TEXTE RETENU ::
________________

Molière à la régalade

Une version enlevée de « L’Ecole des femmes » interprétée par trois comédiens seulement sous la houlette blagueuse d’Anthony Magnier.

On prend les paris : lorsqu’à la fin du spectacle à l’affiche du Théâtre Noir du Lucernaire, vous applaudirez trois comédiens, vous vous direz : mais où sont passés ceux qui jouent Georgette et Alain, les serviteurs d’Arnolphe, et geoliers paresseux d’Agnès ?

C’est qu’en fait, il n’y a pas de comédiens pour les incarner ! Ce sont ceux qui jouent et Horace l’amoureux, et Agnès que l’amour éveille, qui les interprètent, sous des masques de commedia dell’arte.  

Agnès est comme une danseuse automate miniature, mais aussi une coquine …Photographie Compagnie Viva. DR.

________________

(Enregistrements de coordonnées annotés)
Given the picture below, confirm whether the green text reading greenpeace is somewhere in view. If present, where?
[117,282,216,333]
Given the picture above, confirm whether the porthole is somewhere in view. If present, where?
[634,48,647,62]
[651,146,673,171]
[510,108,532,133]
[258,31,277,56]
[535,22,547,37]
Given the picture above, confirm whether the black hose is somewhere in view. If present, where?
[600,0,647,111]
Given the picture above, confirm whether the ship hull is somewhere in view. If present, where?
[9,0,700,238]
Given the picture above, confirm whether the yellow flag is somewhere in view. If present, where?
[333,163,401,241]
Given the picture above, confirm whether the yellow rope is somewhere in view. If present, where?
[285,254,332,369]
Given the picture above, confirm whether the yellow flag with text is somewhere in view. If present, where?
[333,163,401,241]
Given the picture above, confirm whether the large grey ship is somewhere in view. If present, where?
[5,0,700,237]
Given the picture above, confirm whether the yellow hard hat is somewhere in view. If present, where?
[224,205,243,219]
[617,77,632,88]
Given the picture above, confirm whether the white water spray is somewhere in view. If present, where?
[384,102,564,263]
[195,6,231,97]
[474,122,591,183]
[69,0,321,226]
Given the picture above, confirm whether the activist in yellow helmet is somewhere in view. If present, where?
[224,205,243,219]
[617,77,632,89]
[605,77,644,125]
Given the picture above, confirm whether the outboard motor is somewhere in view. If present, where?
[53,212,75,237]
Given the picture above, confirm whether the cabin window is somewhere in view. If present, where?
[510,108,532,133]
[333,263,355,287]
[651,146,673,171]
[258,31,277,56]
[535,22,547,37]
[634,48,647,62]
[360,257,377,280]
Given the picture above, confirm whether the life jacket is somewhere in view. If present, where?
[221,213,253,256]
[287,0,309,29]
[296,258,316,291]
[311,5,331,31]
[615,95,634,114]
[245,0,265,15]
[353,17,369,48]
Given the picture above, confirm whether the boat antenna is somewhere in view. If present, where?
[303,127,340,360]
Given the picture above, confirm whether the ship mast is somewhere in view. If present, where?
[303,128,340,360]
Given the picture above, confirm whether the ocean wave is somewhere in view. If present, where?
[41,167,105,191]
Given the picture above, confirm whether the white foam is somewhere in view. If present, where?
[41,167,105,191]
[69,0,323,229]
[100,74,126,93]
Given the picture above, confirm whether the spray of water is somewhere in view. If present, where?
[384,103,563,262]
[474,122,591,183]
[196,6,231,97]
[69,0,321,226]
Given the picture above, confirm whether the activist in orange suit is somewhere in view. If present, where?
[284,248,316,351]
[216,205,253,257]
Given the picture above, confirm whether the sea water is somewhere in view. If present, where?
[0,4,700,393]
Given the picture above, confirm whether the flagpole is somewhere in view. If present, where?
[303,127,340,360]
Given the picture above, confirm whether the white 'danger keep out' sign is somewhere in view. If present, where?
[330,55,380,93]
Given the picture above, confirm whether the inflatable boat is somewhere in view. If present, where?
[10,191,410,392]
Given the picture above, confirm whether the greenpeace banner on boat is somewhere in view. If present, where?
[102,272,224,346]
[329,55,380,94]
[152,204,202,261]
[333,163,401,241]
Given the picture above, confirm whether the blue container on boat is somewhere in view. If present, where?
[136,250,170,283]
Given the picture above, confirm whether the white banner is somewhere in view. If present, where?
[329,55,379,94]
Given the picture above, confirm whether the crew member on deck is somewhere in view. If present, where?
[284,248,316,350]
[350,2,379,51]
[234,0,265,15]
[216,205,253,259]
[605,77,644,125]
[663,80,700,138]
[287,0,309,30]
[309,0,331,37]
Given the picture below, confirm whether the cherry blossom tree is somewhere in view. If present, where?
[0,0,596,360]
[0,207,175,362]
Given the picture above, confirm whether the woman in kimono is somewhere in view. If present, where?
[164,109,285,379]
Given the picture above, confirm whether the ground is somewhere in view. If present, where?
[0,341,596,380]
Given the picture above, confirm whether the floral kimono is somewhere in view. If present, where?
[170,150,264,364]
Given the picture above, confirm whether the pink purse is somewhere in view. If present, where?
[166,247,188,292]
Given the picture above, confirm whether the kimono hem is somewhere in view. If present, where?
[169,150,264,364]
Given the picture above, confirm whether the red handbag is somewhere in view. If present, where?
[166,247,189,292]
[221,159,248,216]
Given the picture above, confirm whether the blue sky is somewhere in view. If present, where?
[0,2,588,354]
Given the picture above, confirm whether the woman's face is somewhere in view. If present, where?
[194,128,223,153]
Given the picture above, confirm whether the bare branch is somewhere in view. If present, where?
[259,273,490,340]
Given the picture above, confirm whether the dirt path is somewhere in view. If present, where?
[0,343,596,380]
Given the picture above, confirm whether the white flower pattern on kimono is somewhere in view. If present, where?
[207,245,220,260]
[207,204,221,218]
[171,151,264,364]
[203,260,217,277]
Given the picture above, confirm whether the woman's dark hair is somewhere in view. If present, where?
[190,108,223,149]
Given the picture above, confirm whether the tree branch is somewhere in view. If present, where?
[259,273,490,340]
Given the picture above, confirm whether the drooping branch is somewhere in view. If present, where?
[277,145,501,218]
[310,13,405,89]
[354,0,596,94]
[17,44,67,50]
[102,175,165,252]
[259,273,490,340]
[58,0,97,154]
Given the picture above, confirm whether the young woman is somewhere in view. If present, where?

________________

TRAVAIL À EFFECTUER ::
1. Selon l'article, pourquoi le public n'applaudira-t-il que trois comédiens à l'issue du spectacle ? Répondez en une à trois phrases.
2. Reproduisez fidèlement le passage de l'article commençant par « Une version enlevée » et s'achevant par « de commedia dell’arte. ».
Les entrées n'ont aucun rapport avec l'article.

RÉPONSES ATTENDUES ::
1. Aucun comédien n'est spécialement chargé d'incarner Georgette et Alain, les serviteurs d'Arnolphe. Ces rôles sont tenus, sous des masques de commedia dell'arte, par les interprètes d'Horace et d'Agnès.

2.
Une version enlevée de « L’Ecole des femmes » interprétée par trois comédiens seulement sous la houlette blagueuse d’Anthony Magnier.

On prend les paris : lorsqu’à la fin du spectacle à l’affiche du Théâtre Noir du Lucernaire, vous applaudirez trois comédiens, vous vous direz : mais où sont passés ceux qui jouent Georgette et Alain, les serviteurs d’Arnolphe, et geoliers paresseux d’Agnès ?

C’est qu’en fait, il n’y a pas de comédiens pour les incarner ! Ce sont ceux qui jouent et Horace l’amoureux, et Agnès que l’amour éveille, qui les interprètent, sous des masques de commedia dell’arte.